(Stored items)
-- Opening Marker --

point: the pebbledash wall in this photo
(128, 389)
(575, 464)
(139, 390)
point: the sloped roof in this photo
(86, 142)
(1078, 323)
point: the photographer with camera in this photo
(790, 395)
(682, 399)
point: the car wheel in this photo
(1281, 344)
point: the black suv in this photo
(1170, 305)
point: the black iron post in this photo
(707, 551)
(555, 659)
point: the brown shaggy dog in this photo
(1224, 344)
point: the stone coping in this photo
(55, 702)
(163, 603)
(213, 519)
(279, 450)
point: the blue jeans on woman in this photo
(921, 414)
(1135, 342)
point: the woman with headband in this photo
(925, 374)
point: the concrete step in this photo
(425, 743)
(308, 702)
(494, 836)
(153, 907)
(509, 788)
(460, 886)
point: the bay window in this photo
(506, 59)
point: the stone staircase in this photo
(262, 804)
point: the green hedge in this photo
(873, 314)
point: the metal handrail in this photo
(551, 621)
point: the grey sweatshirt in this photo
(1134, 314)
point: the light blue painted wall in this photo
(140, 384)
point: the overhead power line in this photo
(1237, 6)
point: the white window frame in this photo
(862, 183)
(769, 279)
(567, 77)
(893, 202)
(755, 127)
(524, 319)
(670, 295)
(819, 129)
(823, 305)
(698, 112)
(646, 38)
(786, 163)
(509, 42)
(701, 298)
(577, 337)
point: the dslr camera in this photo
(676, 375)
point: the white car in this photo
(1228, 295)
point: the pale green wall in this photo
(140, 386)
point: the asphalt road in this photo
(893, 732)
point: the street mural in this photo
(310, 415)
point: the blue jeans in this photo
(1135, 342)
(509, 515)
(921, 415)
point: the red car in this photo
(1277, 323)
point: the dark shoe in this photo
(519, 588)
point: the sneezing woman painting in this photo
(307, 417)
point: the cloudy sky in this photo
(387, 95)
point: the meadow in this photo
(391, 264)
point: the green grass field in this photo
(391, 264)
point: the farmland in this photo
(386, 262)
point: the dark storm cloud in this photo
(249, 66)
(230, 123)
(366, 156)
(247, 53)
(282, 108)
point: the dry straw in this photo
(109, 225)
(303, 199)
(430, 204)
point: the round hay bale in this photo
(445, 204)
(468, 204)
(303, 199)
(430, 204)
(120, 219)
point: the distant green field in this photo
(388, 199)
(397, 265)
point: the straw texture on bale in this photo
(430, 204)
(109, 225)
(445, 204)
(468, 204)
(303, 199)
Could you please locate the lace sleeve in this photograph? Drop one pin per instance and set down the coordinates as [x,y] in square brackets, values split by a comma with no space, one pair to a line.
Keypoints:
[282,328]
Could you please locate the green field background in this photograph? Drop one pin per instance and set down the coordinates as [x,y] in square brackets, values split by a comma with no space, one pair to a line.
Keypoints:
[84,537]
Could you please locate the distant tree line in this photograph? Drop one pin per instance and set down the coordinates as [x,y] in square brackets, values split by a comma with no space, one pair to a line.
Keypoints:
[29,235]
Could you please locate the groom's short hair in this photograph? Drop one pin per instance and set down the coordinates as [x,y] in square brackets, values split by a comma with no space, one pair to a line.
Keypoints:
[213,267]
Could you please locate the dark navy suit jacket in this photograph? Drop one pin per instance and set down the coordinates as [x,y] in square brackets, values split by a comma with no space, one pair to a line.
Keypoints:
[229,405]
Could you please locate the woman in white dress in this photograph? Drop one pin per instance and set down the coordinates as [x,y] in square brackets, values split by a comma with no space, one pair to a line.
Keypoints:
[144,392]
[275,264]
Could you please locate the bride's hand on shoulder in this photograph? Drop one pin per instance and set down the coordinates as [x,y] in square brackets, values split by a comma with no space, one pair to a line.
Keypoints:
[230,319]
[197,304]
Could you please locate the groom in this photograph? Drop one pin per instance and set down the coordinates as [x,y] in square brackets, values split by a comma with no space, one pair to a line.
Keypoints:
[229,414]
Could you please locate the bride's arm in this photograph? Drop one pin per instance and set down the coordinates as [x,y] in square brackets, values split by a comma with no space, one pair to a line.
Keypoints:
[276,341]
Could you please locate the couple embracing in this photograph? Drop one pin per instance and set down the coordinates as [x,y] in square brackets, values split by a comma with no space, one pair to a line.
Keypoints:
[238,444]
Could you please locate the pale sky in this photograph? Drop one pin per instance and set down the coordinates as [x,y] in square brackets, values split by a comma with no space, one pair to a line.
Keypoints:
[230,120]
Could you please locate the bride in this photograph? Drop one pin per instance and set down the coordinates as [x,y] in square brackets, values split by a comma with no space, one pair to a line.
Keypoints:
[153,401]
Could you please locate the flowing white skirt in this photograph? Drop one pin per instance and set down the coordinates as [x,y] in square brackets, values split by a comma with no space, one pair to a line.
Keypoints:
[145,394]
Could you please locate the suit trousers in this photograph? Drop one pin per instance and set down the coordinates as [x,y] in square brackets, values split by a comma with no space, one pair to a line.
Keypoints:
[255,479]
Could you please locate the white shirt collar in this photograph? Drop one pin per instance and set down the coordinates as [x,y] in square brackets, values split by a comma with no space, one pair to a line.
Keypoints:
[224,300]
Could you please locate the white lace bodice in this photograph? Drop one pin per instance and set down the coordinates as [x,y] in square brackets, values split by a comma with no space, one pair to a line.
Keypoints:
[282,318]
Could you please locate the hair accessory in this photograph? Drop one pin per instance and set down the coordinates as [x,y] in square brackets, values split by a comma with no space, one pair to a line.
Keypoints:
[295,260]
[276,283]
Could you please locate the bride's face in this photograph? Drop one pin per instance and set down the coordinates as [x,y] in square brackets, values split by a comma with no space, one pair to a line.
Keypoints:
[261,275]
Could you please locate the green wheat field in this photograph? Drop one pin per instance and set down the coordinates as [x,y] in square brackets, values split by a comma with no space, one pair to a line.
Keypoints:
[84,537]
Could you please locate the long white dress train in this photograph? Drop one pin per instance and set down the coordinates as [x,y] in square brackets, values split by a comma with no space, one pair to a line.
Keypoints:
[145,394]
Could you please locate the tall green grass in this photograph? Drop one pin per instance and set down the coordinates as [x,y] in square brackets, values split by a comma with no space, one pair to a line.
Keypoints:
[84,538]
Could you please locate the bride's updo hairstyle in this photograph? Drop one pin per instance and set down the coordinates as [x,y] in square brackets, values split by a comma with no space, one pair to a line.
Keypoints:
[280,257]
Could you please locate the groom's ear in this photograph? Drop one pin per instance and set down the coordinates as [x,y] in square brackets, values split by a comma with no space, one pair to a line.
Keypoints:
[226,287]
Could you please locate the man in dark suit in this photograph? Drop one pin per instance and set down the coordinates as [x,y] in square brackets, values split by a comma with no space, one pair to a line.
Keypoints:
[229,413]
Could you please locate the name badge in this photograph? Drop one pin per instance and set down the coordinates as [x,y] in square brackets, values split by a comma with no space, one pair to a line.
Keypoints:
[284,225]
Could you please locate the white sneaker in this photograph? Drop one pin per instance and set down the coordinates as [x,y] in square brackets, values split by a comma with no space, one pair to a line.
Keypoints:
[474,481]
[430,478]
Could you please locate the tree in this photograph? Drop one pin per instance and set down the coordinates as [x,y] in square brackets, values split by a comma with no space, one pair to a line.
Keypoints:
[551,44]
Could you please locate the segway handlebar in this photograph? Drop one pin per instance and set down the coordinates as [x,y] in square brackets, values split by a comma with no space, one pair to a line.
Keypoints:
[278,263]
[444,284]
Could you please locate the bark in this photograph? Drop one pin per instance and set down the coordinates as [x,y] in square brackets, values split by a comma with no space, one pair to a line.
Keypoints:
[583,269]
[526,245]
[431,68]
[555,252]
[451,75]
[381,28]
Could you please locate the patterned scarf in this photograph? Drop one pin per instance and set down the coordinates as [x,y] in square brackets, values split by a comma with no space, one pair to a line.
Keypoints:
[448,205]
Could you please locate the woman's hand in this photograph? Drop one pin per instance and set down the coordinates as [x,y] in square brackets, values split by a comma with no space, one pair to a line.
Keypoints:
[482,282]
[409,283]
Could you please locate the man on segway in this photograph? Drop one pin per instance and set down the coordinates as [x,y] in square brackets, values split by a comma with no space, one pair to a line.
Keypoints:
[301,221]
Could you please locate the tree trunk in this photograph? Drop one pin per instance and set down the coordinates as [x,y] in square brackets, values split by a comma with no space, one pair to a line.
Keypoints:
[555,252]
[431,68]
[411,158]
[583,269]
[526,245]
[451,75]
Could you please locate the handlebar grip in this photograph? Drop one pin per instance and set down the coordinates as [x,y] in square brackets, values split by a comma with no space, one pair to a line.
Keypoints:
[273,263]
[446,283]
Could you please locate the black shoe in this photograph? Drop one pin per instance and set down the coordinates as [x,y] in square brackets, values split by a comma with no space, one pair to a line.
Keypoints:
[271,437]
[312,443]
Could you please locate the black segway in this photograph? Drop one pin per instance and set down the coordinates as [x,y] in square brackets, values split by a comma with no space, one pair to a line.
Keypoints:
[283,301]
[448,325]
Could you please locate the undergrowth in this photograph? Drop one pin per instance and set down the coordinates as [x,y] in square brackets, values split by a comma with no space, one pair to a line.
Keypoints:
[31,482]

-- Closing Marker --

**WHAT IS BEING ASKED**:
Report, using only a number, how many lines above hold the word "segway".

**SOLUTION FOR THIS TASK**:
3